- AIM OF THE EXERCISE
What is needed here is an exact repetition of the records below, beginning at the line that has "Using the provided image, produce bounding boxes for acorn." and stopping after the line that has "Using the provided image, produce bounding boxes for green moss.".

+ + + + + + +

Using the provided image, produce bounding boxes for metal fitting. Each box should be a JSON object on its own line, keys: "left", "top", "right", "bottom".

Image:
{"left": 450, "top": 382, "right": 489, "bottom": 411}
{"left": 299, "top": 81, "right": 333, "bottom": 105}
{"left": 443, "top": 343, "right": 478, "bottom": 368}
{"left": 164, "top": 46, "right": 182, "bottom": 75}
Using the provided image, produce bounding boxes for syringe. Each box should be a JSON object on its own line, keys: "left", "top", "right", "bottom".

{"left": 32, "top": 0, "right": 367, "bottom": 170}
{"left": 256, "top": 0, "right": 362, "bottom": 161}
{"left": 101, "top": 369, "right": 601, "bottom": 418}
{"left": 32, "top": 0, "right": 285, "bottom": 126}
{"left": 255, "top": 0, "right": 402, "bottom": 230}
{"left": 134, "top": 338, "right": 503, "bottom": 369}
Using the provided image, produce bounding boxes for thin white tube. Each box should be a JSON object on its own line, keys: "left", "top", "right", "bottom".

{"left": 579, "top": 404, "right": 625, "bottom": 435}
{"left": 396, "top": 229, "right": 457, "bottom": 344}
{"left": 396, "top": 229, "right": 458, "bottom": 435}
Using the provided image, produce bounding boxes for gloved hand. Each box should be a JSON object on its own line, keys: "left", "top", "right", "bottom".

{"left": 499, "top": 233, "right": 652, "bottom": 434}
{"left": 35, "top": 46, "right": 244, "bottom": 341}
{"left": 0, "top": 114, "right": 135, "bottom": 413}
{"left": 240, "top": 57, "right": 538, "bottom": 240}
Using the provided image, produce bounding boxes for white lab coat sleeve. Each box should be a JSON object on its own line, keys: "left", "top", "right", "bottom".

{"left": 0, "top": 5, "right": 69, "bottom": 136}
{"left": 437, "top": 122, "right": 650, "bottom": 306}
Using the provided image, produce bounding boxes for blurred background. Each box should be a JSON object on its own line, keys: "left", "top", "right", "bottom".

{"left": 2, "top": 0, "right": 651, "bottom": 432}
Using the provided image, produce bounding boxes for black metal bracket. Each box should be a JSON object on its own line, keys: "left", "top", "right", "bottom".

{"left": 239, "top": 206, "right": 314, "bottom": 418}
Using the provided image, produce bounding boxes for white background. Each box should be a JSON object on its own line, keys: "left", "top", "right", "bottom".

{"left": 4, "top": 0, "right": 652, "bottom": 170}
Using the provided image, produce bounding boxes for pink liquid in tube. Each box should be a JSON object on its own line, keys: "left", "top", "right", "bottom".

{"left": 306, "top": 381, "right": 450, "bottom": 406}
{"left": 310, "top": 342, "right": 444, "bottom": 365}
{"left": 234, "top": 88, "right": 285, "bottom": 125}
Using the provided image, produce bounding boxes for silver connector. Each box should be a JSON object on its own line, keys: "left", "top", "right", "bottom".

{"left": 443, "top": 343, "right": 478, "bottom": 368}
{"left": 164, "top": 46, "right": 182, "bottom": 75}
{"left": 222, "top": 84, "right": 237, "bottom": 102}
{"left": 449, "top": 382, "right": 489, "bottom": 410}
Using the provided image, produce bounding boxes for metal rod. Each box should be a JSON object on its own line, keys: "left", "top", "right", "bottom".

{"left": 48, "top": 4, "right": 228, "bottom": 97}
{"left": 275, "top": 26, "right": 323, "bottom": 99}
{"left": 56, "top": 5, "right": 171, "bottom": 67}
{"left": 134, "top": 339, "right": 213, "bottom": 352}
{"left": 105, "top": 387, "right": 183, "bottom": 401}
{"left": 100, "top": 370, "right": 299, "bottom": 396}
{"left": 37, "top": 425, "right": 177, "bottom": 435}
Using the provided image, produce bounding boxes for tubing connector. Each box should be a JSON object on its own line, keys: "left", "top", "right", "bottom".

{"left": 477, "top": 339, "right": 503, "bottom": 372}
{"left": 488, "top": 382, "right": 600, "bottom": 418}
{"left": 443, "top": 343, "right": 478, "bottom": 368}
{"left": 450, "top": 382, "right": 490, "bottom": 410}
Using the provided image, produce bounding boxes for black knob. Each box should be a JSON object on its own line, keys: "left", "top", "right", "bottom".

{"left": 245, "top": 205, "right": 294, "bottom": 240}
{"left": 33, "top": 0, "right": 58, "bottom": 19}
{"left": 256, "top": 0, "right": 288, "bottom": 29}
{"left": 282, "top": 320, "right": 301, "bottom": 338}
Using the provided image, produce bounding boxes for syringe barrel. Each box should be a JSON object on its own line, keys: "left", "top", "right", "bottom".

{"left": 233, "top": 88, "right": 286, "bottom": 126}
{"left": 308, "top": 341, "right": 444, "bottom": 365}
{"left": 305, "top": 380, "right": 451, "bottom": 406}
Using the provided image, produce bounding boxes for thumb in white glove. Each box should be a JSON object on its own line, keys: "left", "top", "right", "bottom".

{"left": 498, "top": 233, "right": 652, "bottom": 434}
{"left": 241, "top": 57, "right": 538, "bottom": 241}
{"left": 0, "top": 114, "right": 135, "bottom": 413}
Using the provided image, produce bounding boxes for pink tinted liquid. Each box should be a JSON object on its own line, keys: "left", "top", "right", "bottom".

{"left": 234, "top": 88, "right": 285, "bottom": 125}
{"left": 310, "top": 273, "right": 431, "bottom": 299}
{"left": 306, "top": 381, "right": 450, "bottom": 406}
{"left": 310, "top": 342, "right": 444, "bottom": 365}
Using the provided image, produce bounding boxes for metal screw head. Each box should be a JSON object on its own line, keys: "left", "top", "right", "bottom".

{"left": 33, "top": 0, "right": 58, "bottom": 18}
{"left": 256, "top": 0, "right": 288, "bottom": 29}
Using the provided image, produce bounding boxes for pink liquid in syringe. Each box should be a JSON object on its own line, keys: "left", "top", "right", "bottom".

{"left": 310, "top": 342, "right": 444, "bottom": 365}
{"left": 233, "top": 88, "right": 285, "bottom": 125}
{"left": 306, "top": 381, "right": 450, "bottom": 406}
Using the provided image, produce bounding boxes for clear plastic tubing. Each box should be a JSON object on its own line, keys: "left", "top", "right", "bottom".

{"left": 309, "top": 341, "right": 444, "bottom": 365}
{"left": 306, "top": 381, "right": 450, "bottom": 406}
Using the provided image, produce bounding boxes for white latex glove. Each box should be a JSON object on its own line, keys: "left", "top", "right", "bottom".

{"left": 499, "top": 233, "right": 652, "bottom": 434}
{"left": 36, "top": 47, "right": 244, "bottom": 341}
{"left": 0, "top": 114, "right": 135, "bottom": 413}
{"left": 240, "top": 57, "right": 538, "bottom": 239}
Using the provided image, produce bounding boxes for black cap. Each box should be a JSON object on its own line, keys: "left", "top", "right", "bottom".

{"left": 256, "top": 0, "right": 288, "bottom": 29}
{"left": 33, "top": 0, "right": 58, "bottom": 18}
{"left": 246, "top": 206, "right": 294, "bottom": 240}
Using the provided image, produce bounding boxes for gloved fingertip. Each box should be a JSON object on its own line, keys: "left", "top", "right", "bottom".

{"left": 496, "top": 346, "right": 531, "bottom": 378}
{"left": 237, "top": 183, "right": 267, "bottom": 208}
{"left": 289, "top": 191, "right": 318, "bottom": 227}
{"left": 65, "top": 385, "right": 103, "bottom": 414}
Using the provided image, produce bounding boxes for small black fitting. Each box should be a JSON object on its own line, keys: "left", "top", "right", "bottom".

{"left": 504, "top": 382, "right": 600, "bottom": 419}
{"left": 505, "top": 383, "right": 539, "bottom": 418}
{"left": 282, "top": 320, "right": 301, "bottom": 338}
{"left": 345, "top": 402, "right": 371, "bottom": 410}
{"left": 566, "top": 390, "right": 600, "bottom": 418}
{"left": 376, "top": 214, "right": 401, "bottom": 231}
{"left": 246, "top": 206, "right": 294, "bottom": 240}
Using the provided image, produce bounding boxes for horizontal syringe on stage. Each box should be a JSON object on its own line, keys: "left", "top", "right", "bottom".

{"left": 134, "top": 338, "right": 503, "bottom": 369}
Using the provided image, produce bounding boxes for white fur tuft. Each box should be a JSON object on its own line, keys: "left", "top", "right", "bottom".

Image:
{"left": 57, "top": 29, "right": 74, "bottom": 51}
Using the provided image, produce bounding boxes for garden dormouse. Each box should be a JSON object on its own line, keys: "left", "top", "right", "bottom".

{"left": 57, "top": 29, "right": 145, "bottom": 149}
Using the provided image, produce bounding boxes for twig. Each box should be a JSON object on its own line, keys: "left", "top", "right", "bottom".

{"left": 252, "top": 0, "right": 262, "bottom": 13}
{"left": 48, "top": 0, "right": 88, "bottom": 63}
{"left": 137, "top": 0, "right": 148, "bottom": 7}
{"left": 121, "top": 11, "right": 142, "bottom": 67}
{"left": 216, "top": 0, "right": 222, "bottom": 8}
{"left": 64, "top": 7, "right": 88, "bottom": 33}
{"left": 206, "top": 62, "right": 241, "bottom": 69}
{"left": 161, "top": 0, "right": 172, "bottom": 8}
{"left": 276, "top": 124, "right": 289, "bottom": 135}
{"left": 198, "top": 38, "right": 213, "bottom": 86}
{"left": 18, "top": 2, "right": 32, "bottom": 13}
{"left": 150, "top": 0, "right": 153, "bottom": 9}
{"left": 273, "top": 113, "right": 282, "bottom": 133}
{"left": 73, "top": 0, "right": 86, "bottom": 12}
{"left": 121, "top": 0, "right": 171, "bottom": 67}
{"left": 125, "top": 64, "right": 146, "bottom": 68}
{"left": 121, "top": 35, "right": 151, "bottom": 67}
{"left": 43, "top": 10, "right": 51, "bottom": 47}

+ + + + + + +

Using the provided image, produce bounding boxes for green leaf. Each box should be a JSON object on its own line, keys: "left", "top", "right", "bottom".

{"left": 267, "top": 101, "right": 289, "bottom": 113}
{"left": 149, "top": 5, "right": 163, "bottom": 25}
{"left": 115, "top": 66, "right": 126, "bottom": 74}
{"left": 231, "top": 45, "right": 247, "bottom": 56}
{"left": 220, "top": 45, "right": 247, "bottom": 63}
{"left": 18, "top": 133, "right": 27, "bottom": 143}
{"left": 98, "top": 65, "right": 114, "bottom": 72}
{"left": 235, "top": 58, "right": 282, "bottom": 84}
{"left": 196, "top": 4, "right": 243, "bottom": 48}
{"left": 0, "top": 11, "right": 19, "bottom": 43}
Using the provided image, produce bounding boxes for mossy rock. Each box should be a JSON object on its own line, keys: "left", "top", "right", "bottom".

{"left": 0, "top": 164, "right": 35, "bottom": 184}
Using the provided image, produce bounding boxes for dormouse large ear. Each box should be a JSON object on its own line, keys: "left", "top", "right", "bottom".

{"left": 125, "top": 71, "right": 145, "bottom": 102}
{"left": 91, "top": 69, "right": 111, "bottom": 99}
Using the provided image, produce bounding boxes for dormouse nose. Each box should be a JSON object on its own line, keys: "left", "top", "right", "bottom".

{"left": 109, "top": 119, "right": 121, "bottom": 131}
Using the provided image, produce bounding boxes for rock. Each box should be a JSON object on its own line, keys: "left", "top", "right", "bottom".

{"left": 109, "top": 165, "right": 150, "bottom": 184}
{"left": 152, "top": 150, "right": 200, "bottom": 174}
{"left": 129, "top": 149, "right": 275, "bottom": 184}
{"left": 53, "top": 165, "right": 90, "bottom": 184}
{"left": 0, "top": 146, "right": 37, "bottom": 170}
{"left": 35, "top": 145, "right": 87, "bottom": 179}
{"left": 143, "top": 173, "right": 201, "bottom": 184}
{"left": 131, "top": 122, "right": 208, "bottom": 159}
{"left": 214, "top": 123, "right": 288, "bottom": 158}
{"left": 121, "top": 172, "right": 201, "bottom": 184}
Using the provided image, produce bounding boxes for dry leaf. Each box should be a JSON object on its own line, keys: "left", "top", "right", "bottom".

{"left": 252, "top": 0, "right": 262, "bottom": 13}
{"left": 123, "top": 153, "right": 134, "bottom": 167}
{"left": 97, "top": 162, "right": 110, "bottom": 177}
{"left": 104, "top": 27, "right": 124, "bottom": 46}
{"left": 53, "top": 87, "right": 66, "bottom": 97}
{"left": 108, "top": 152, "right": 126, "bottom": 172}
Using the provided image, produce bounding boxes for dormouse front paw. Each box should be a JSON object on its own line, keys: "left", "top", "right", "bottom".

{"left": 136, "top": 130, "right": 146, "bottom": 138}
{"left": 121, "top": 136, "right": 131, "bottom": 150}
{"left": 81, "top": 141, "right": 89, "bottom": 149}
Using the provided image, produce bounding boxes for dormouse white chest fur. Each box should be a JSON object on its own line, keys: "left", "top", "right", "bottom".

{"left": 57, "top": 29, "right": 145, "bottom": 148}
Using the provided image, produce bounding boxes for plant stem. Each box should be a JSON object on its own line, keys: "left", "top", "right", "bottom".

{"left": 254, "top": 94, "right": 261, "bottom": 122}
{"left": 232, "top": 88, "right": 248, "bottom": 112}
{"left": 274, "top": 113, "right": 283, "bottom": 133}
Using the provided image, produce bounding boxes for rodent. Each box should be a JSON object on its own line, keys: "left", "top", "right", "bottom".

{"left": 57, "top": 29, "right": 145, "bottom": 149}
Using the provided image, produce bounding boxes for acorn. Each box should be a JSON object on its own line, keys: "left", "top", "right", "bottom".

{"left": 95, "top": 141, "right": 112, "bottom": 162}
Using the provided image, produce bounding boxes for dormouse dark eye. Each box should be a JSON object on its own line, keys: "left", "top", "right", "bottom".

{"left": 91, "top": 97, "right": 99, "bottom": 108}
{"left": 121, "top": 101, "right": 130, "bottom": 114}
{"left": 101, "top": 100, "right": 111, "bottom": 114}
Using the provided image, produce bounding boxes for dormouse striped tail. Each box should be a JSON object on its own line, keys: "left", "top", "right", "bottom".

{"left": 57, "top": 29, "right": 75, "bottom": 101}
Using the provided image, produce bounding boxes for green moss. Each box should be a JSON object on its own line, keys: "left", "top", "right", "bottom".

+ + + + + + +

- RESPONSE BOX
Using the provided image, produce bounding boxes for acorn. Each box should be a JSON object on its own line, keys: "left", "top", "right", "bottom".

{"left": 95, "top": 141, "right": 112, "bottom": 162}
Using the provided image, produce bounding boxes for dormouse dark eye. Each box should be a JSON object on its own line, keys: "left", "top", "right", "bottom".

{"left": 91, "top": 97, "right": 99, "bottom": 108}
{"left": 121, "top": 101, "right": 130, "bottom": 114}
{"left": 101, "top": 100, "right": 111, "bottom": 114}
Using the provided image, produce bounding boxes for dormouse striped tail. Each box should be a JSON object on its own line, keys: "left", "top", "right", "bottom".

{"left": 57, "top": 29, "right": 75, "bottom": 101}
Using the provided image, produce bounding boxes for green moss. Each box should be a JSON object on its own line, keys: "left", "top", "right", "bottom".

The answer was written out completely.